───── EXCERPTED RECORDS
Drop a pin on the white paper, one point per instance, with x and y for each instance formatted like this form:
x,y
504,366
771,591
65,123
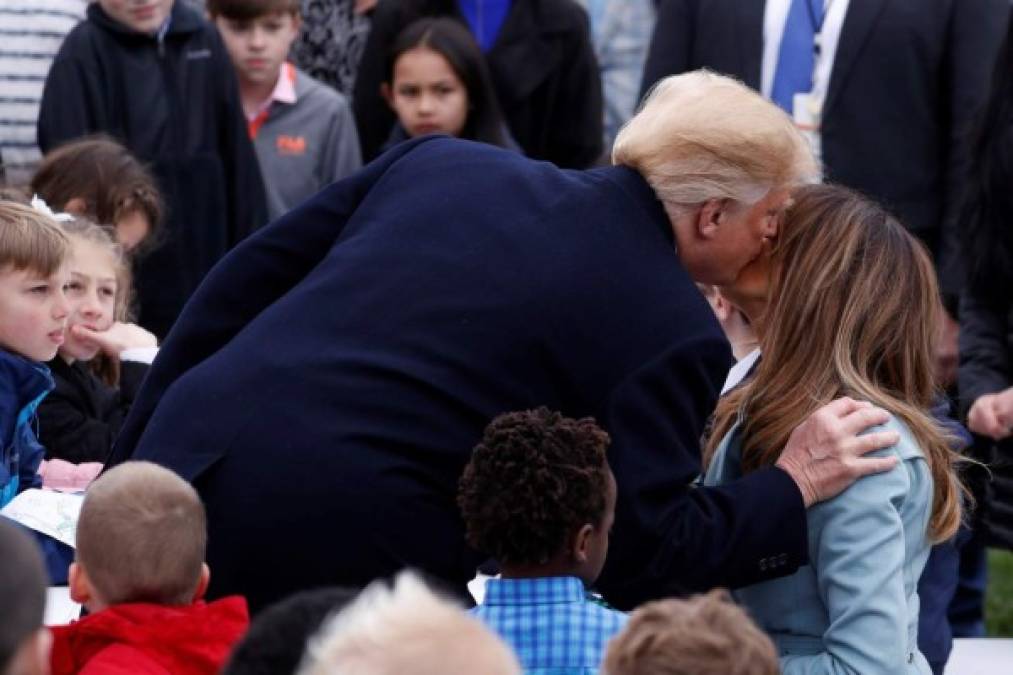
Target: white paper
x,y
60,609
48,512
──────────
* **WHAT YOU SHOULD DO**
Give the rows above as a JSON list of strings with one string per line, skipping blank lines and leaving out the pictures.

* **EXPECTED OUTPUT**
[
  "Drop a pin on the white paper, one point per instance, with x and y for each instance formatted like this form:",
  "x,y",
  "504,366",
  "771,591",
  "65,123",
  "Target: white paper",
  "x,y",
  "60,609",
  "48,512"
]